TASK PROMPT:
All of the listing is to be written out word for word, with the pictures left out.

INPUT DATA:
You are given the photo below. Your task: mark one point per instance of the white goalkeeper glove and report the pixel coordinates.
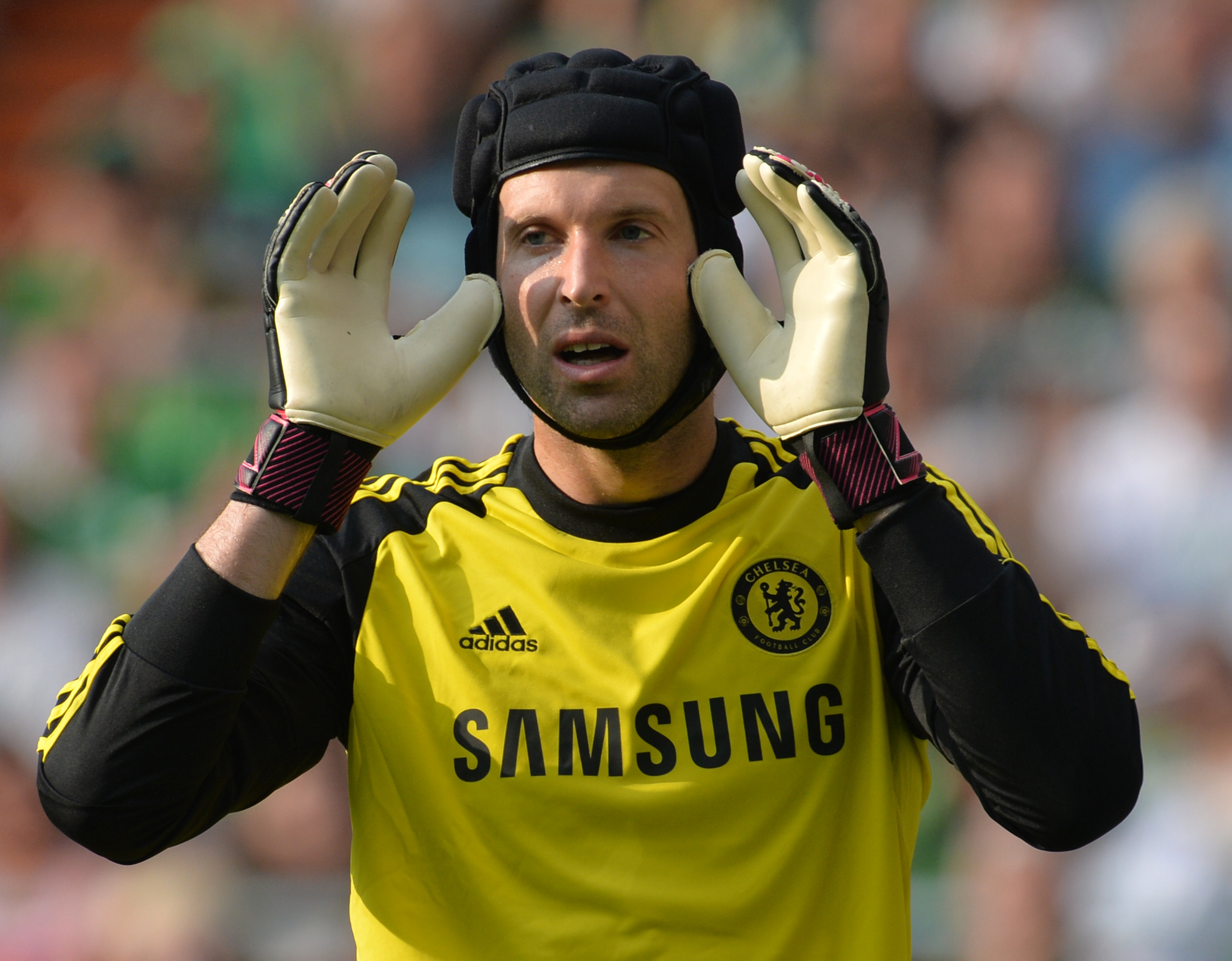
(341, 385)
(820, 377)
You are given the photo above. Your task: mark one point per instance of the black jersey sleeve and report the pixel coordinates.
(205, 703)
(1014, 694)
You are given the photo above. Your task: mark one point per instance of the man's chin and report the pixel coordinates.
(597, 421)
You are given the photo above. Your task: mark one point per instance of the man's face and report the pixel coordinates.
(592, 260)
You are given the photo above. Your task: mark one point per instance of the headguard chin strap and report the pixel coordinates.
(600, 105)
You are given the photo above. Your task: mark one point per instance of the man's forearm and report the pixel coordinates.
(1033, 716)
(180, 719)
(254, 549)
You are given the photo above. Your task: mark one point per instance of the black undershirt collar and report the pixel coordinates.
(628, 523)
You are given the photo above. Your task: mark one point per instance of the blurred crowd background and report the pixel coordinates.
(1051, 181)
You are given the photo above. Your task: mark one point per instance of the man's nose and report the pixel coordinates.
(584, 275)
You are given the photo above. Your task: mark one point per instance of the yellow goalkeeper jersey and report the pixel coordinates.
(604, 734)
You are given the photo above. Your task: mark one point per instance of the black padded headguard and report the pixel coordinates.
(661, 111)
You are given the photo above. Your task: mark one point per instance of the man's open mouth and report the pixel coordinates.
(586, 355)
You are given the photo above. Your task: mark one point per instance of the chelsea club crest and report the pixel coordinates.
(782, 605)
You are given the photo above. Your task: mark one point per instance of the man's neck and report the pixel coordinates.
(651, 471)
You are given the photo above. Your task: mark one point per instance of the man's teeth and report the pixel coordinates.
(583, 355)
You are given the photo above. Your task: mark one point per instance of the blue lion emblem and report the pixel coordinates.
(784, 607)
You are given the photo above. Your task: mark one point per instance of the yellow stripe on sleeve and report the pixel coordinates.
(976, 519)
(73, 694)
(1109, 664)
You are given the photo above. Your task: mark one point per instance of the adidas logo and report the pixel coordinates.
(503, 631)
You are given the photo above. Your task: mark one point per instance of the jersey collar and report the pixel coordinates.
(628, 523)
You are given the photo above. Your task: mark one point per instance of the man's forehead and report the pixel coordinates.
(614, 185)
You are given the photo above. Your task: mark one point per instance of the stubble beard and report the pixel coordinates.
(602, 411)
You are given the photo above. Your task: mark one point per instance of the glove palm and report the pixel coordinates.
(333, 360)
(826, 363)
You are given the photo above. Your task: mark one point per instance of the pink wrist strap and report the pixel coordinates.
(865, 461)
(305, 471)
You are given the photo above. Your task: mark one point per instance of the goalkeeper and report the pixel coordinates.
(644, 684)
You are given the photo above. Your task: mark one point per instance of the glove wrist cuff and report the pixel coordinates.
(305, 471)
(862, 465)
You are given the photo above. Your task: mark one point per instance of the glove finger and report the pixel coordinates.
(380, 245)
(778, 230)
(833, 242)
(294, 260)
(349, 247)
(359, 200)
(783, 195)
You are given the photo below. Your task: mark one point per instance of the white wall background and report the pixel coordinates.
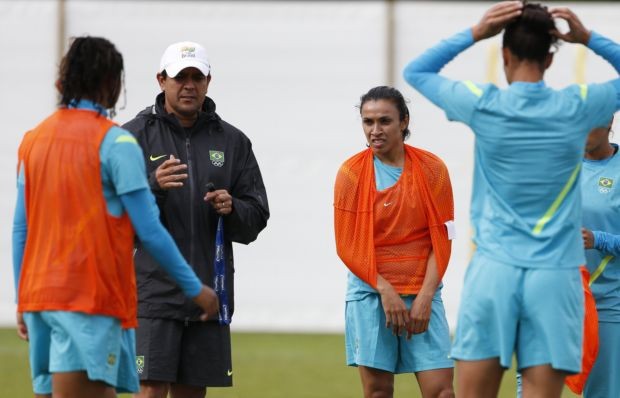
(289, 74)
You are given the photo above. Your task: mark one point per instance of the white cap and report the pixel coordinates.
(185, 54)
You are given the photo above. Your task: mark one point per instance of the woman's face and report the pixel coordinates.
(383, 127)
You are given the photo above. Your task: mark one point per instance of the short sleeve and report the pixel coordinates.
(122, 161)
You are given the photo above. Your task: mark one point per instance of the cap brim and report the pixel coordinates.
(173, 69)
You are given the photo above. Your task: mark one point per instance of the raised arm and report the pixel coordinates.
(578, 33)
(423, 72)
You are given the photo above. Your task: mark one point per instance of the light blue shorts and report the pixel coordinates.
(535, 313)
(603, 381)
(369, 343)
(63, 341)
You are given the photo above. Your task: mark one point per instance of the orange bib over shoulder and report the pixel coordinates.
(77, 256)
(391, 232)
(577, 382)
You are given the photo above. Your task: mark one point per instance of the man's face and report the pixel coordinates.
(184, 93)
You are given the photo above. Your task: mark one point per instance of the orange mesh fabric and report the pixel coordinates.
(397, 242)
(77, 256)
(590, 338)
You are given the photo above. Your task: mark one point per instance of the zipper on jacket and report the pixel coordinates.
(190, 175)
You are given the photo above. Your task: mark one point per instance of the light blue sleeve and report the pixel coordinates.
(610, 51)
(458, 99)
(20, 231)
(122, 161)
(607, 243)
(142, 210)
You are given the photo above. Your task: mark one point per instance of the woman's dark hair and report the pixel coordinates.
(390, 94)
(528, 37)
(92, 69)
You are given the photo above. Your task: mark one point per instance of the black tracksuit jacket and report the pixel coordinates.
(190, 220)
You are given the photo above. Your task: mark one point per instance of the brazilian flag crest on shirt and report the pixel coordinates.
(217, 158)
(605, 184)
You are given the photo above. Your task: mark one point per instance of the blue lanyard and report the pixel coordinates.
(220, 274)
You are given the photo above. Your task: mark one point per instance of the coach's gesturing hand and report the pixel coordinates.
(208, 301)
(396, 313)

RESPONSE AREA:
You are given the photo below. Your task: mark one point per instance of the white goalkeeper glove and report the pixel coordinates.
(341, 385)
(820, 377)
You are given the photo above. Your task: mark one point per instance of the black jersey sleeve and report the pixel coordinates.
(205, 703)
(1014, 694)
You are given the photo above. Your task: mark one point per instance of the man's chin and report the pixel coordinates.
(597, 421)
You are given the photo above. Your task: mark one point per instance of the man's face and report the pixel coordinates.
(592, 260)
You are given the photo above. Your task: mark one point per instance of the headguard chin strap and report the pixel coordinates.
(600, 105)
You are given the photo above. Your task: mark one point per instance of the man's forearm and report the pixel coordinates.
(1033, 716)
(180, 719)
(254, 549)
You are given the photo above. Your task: mark one point per instance of the black undershirt collar and report the pixel coordinates.
(628, 523)
You are given the photo above. Your task: mark one point per instance of the blurred crowd background and report the pixel coordinates.
(1051, 181)
You are given the photo above. Your task: mark one point per instance of the man's nose and report the pixel coordinates.
(584, 275)
You are given the photo above. Your task: mark one point per instance of the yellow goalkeeper jersey and report the pixel coordinates.
(604, 734)
You are given the photo above. Your task: mark one point per instance of the black padded headguard and report the pixel coordinates.
(661, 111)
You are given the photo above. Your task: mark one point per instance of the man's open mouth and report the pixel coordinates.
(586, 355)
You are given the photo above. Your task: mark one point per instance of the chelsea club crest and report the pixel coordinates.
(782, 605)
You are given the photo above. Your task: mark one point per instance of the man's neck and report the pixel coordinates.
(651, 471)
You are given the photo above. Your task: mark one point per instance of the man's teeth and report the pixel coordinates.
(583, 355)
You are given the photo above. Your task: mark one point per instance of the blue lion emblem and report the pixel coordinates.
(784, 607)
You are given the photo above. Your task: mark one point per instance of the yellow stripe on sleeve and report the pixel coordinates.
(976, 519)
(73, 694)
(1109, 664)
You are given the photo above. Your task: mark one point per instance of the adidas logo and report the pixel coordinates.
(503, 631)
You are given the photo above. Your task: mark one point per instance of the jersey collar and report the pixel coordinates.
(628, 523)
You are given the photo above. Your task: mark one point per instance of the man's forehead and report the pixel coordinates.
(614, 185)
You are given the photo above. Your task: mark one point per instance of the stubble beard and report the pixel coordinates.
(602, 411)
You are given the photo above. Your task: mark one point per instance of the glove palm and report the pixel coordinates.
(333, 360)
(826, 363)
You are given the photo above. Your task: mark one point per instance of the pink wrist strap and report the pixel coordinates.
(865, 461)
(305, 471)
You are given the photo above. Your task: mark one point per instance of the goalkeeper and report the pixel coordinates.
(644, 684)
You are given the photo above. Your task: mark one point per instance of the glove wrist cuff and report the pixel coordinates.
(305, 471)
(862, 465)
You are given the photo above. Your task: mark one point per instance of the glove finger and report the pixel coordinates.
(380, 245)
(778, 230)
(833, 242)
(294, 260)
(349, 247)
(359, 200)
(783, 195)
You are given the photo below. Your task: mark one point per instance of the white wall background and report the pixel coordinates.
(289, 74)
You are given the photo above. Your task: mark one point per instance of the white cap and report the pixel coordinates.
(185, 54)
You are given the photo above. Your task: mark one point per instance of the woman's face and report the pixel coordinates.
(383, 127)
You are given the photo above. Your task: mark one point per instance of the short sleeve and report the pixel coordinates.
(122, 161)
You are given the photo above. Your task: mark one point per instance of the cap brim and report the pixel coordinates.
(173, 69)
You are given the photo above. Your task: mark one point per instance of the raised arm and report the pixel coordinates.
(578, 33)
(423, 72)
You are given the photo above. Your task: mark one point per instance of the light blue shorts and report the pixel coordinates.
(535, 313)
(603, 381)
(369, 343)
(63, 341)
You are given the photo above. Your task: mark one point per instance of the orange bib over shoulder and report the pixel coordinates.
(77, 256)
(391, 232)
(577, 382)
You are given the photo above. Your task: mark one point per instance of the man's face and report the pixel coordinates.
(184, 93)
You are given the photo above. Your task: mark one point per instance of the orange mesh fabric and report the pixel coordinates.
(397, 242)
(77, 256)
(590, 338)
You are given the photo above. Your task: mark one point per instance of the zipper on jacket and report the pixel coordinates.
(190, 175)
You are given the photo above. Your task: mark one point per instance of the light blue sleeve and report the pixel coordinates.
(610, 51)
(458, 99)
(20, 231)
(122, 161)
(607, 243)
(142, 210)
You are given the photo above. Your task: mark one point per instance of the woman's dark hair and report the pixel coordinates.
(390, 94)
(528, 37)
(92, 69)
You are given the photo above. Your task: mark one point per instance of the black tracksuit jacket and report the pixel coordinates.
(190, 220)
You are given the photo above. Your task: mark one point per instance of the brazilian flag crest on shirt and report the pixel coordinates.
(217, 158)
(605, 184)
You are given the photo above. Your task: mark one point per instance of the blue lanyard and report the pixel coordinates.
(220, 274)
You are given the photo above. Your task: mark one point per instance of the coach's gesturing hand and report the pixel coordinates.
(208, 301)
(396, 313)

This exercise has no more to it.